> Goal of the exercise: Continue the Holy Week blog post about writing on church services, starting after its last sentence.

> Selected passage:
It’s Holy Wednesday. We have a three day Easter break at school, and… it’s Holy Week. It would be fair to ask why I don’t write more about God, church, the Bible, and so on. I wonder that as well. I used to write on feasts and fasts a good deal more than I do now. Last year in May I posted on Pentecost, and then nearly stopped — only adding one post a month or so since. This is my fifth year participating in Lent and Pascha, and I suppose I’m not so surprised by the services anymore — I’m less like a tourist, and more like a resident. There’s a reason why there’s no “Tucson” section on my list of blogged-about places. Tucson is’t a place to me in the same way that Tuluksak and Santa Fe are.
When I do write about church, I usually write a bit technically about the services, or, more often, I begin writing technically, grow tired of it, and write about something else instead. This seems a bit odd: I never write about teaching in a technical fashion if I can help it. I never think about the structure of days or classes if I can get out of it. But I try to explain, for instance, and Akathist, and I say: “an Akathist is a kind of chanted poem, usually set into Small Compline, just after the Doxology. It includes twelve odes, each composed of a oikos and a kontakion; the kontakion is short, and ends in alleluia, while the oikos is longer, broken up into perhaps a dozen lines, each beginning ‘rejoice,’ and praising God or the saint to whom the akathist is dedicated. the work akathist means without sitting.” And so on. This is rather peculiar, both because anyone who is familiar enough with Eastern Christian services to understand what I mean when I say all that is probably familiar enough with it to find out for themselves what an akathist (or an other service) is, and because I find this kind of description rather boring. It’s helpful for finding one’s place in a service book, but not so interesting to write about. I write about church services not only like a tourist, but even like a rather dull tourist.

> Raw records:
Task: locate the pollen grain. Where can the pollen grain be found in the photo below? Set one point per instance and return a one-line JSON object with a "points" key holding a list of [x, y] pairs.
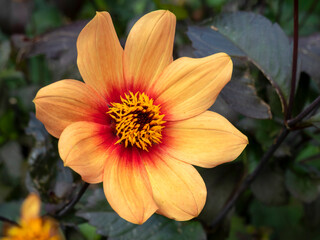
{"points": [[138, 122]]}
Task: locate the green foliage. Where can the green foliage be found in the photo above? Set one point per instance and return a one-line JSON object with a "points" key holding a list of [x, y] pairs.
{"points": [[281, 202], [108, 223], [252, 36]]}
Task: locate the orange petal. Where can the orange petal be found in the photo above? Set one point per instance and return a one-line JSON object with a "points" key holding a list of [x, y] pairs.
{"points": [[83, 146], [206, 140], [177, 187], [126, 186], [31, 207], [149, 47], [189, 86], [67, 101], [100, 55]]}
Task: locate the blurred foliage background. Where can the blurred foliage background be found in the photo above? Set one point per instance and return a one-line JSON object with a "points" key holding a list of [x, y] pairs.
{"points": [[37, 47]]}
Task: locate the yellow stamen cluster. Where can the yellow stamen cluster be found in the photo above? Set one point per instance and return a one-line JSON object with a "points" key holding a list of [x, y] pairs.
{"points": [[38, 228], [137, 121]]}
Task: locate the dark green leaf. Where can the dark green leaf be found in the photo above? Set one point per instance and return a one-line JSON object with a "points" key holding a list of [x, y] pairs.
{"points": [[269, 187], [315, 120], [5, 50], [11, 156], [312, 213], [253, 36], [309, 52], [241, 96], [108, 223], [221, 181], [283, 221], [302, 184]]}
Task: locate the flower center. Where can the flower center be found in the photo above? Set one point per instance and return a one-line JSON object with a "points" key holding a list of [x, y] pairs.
{"points": [[137, 121]]}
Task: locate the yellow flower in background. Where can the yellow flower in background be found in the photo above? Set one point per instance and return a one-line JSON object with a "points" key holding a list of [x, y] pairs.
{"points": [[139, 121], [31, 225]]}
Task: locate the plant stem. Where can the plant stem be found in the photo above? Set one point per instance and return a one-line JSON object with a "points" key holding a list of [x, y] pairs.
{"points": [[316, 103], [251, 177], [3, 219], [71, 204], [294, 59]]}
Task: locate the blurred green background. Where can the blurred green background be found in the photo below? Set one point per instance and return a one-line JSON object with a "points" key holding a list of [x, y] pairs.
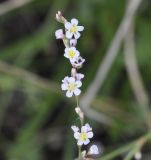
{"points": [[35, 115]]}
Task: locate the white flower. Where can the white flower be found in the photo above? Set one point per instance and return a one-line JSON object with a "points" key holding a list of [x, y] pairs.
{"points": [[79, 112], [59, 34], [71, 53], [72, 86], [78, 62], [93, 150], [73, 42], [83, 136], [73, 29], [79, 76], [75, 128]]}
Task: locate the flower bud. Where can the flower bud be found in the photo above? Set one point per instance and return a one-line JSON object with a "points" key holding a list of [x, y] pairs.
{"points": [[73, 42], [73, 72], [79, 112], [60, 18], [59, 34]]}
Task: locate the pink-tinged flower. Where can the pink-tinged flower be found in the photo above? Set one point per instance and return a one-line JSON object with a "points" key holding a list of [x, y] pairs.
{"points": [[73, 29], [59, 34], [71, 53], [93, 150], [79, 76], [79, 112], [73, 42], [71, 86], [83, 136], [78, 62]]}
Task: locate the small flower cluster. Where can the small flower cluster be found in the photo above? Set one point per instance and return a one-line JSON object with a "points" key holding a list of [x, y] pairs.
{"points": [[71, 84]]}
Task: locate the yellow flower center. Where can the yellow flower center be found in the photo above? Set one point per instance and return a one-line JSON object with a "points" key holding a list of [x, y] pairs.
{"points": [[71, 53], [72, 87], [83, 136], [73, 29]]}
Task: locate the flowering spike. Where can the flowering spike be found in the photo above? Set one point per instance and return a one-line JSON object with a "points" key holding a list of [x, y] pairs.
{"points": [[71, 84]]}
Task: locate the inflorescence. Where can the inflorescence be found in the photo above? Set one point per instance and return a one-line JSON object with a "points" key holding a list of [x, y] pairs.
{"points": [[71, 84]]}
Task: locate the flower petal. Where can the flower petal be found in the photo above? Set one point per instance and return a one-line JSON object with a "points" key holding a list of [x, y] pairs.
{"points": [[76, 135], [90, 134], [80, 28], [74, 21], [69, 94], [71, 80], [69, 35], [84, 129], [75, 128], [77, 92], [76, 35], [64, 86], [80, 143], [86, 142], [78, 83], [93, 150], [68, 25]]}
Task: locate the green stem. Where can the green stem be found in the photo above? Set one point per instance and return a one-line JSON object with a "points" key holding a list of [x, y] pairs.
{"points": [[82, 121], [129, 147]]}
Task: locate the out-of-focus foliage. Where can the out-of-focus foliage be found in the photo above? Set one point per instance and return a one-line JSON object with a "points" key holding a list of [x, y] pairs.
{"points": [[35, 117]]}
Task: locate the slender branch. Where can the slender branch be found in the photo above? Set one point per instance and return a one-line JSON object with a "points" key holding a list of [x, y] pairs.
{"points": [[134, 74], [108, 60], [12, 5]]}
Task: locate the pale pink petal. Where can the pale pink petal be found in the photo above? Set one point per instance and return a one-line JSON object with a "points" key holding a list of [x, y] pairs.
{"points": [[77, 92], [76, 135], [59, 34], [90, 134], [68, 25], [88, 127], [69, 94], [77, 53], [64, 86], [71, 80], [78, 83], [75, 128], [86, 142], [93, 150], [76, 35], [69, 35], [80, 28], [80, 143], [74, 21], [84, 129]]}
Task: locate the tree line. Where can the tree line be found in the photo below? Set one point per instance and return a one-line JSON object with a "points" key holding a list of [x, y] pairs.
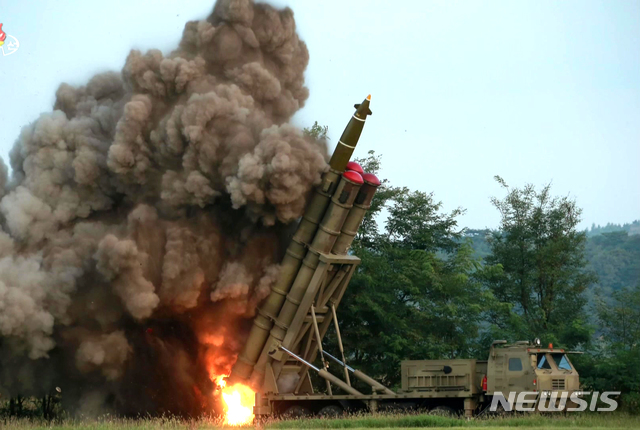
{"points": [[423, 292]]}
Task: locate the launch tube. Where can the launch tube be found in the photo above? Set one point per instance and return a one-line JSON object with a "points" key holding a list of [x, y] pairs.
{"points": [[323, 241], [297, 249]]}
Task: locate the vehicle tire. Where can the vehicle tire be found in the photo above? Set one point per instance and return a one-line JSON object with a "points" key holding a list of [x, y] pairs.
{"points": [[331, 411], [297, 411], [443, 411]]}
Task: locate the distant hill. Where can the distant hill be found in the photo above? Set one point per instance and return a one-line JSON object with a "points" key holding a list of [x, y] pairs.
{"points": [[612, 252], [631, 228]]}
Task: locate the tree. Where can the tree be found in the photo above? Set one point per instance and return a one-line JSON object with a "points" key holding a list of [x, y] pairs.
{"points": [[613, 364], [414, 295], [543, 274]]}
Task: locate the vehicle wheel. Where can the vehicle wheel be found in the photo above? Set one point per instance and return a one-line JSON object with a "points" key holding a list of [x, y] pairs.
{"points": [[331, 411], [297, 411], [443, 411]]}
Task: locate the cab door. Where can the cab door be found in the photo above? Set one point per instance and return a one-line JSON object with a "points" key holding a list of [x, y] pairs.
{"points": [[519, 374], [496, 381]]}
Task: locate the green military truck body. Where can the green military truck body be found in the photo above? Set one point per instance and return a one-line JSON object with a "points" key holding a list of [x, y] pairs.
{"points": [[454, 386]]}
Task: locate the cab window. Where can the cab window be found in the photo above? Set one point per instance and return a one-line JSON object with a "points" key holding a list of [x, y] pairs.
{"points": [[515, 364], [561, 361], [543, 363]]}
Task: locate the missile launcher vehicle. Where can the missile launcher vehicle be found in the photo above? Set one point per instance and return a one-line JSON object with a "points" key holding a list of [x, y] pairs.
{"points": [[286, 337]]}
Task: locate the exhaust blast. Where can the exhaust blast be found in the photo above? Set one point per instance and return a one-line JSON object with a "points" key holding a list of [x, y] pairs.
{"points": [[146, 215]]}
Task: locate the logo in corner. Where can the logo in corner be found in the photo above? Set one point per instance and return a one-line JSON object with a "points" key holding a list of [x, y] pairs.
{"points": [[8, 43]]}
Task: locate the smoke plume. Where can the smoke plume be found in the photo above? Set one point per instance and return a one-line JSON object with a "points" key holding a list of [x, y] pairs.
{"points": [[146, 214]]}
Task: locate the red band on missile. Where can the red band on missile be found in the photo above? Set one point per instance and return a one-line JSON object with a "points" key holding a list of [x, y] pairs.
{"points": [[371, 179], [354, 177], [352, 165]]}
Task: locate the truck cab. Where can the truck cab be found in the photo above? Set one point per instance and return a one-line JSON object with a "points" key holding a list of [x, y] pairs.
{"points": [[529, 367]]}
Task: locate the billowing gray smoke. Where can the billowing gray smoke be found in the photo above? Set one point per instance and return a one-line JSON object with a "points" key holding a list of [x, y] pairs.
{"points": [[146, 214]]}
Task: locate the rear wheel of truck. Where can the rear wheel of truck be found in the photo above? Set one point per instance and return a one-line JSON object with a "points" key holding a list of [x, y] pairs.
{"points": [[443, 411], [331, 411], [297, 411]]}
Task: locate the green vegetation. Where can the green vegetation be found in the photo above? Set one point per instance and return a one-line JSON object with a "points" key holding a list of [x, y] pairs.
{"points": [[583, 420], [429, 289], [414, 295], [537, 268]]}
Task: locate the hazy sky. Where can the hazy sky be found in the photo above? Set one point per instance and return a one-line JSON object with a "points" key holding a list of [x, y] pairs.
{"points": [[534, 91]]}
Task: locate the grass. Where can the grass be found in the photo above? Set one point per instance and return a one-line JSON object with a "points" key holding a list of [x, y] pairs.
{"points": [[531, 422]]}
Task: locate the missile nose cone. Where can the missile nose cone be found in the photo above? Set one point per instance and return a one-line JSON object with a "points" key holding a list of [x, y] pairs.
{"points": [[352, 165], [353, 177], [371, 179]]}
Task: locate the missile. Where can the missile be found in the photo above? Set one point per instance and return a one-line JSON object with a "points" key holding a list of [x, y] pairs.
{"points": [[350, 135], [323, 241], [270, 309]]}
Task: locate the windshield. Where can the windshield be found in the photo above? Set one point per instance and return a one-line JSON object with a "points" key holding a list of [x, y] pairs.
{"points": [[543, 363], [561, 361]]}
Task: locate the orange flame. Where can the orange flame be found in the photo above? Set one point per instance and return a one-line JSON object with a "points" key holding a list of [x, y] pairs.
{"points": [[238, 402]]}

> The result:
The difficulty is that it is hard to find an angle to write from which is not either dully technical or uncomfortably personal — and there’s a good chance I couldn’t write the latter even if I were willing to do so. Sunday, Monday, and Tuesday evening of Holy week we have Bridegroom Matins, which is beautiful, and based upon the morning service of Orthros. Evenings and mornings are switched for Holy Week. Anyway, it’s like an Orthros service in certain particulars, and it has beautiful chanted lessons about certain parables of Jesus, and certain actions that occurred in relation to Him, with two especially well known hymns: “Behold the Bridegroom cometh in the midst of the night; and blessed is the servant whom he shall find waiting, but unworthy is he whom He shall find heedless,” and “I see thy bridal chamber richly adorned O my Savior, but I have no wedding garment that I may enter therein; O Giver of Light, make radiant the vesture of my soul and save me.” Monday night I listened to these hymns, and those about the virgins holding their lamps, and the parable of the talents, and Joseph’s captivity in Egypt, but I was tired when I got home, and besides, there’s too much there, and of such different sorts.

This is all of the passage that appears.